Exercice court 1 »
Recopiez sans rien changer le passage de l'extrait sur Léon Woué qui débute par « Un concept canadien » et se poursuit jusqu'à « pas encore là. ».
Exercice court 2 »
Répondez brièvement aux questions suivantes à l'aide de l'extrait sur Léon Woué.
(a) Combien de salariés l'ASBL emploie-t-elle aujourd'hui ?
(b) Dans quel pays Léon Woué découvre-t-il le concept des « Cercles des Jeunes naturalistes » ?
(c) En quelle année revient-il à l'athénée de Binche ?

Extrait fourni »
—————

Basée à Vierves-sur-Viroin, cette ASBL emploie aujourd’hui 46 salariés et peut se targuer d’un fameux bilan, que nous allons dresser ici sous forme d’hommage à celui qui demeure président d’honneur et fondateur.
Un concept canadien
C’est âgé d’une quinzaine d’années que Léon Woué découvre le concept des "Cercles des Jeunes naturalistes", lors d’un voyage au Canada. Ces groupes ont été créés par un certain Frère Marie Victorin, qui donnera son nom au siège social des CNB à Vierves… mais nous n’en sommes pas encore là.
En 1957, Léon Woué revient dans son école, l’athénée de Binche, et propose de lancer un tel cercle à l’adresse de ses congénères. L’établissement accepte et le concept est lancé en Belgique.

—————

Données »
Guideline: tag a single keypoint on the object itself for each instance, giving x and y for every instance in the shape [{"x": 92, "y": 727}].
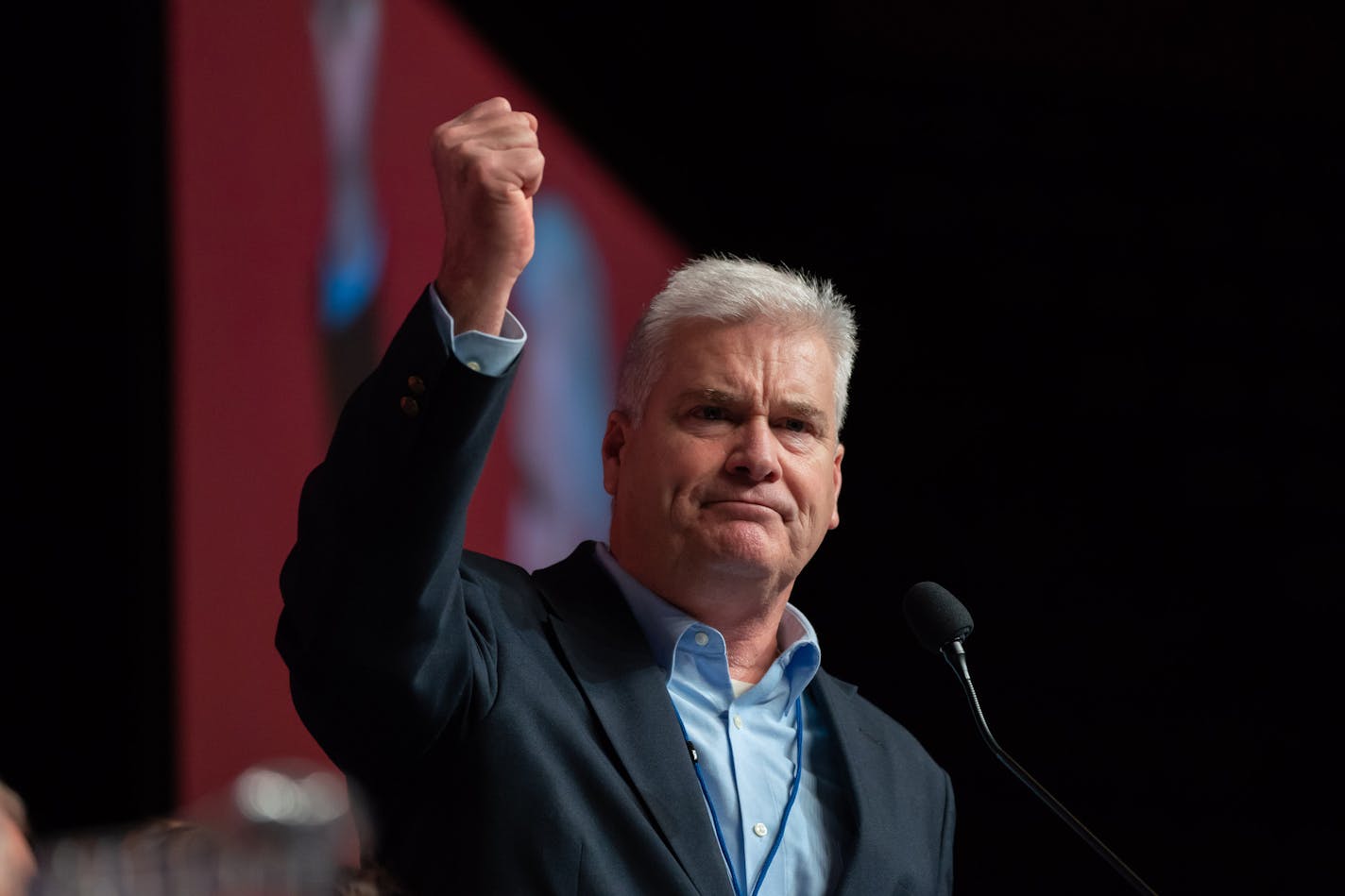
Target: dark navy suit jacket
[{"x": 510, "y": 732}]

—————

Réponse attendue 1 »
Un concept canadien
C’est âgé d’une quinzaine d’années que Léon Woué découvre le concept des "Cercles des Jeunes naturalistes", lors d’un voyage au Canada. Ces groupes ont été créés par un certain Frère Marie Victorin, qui donnera son nom au siège social des CNB à Vierves… mais nous n’en sommes pas encore là.

Réponse attendue 2 »
(a) 46 salariés.
(b) Au Canada.
(c) En 1957.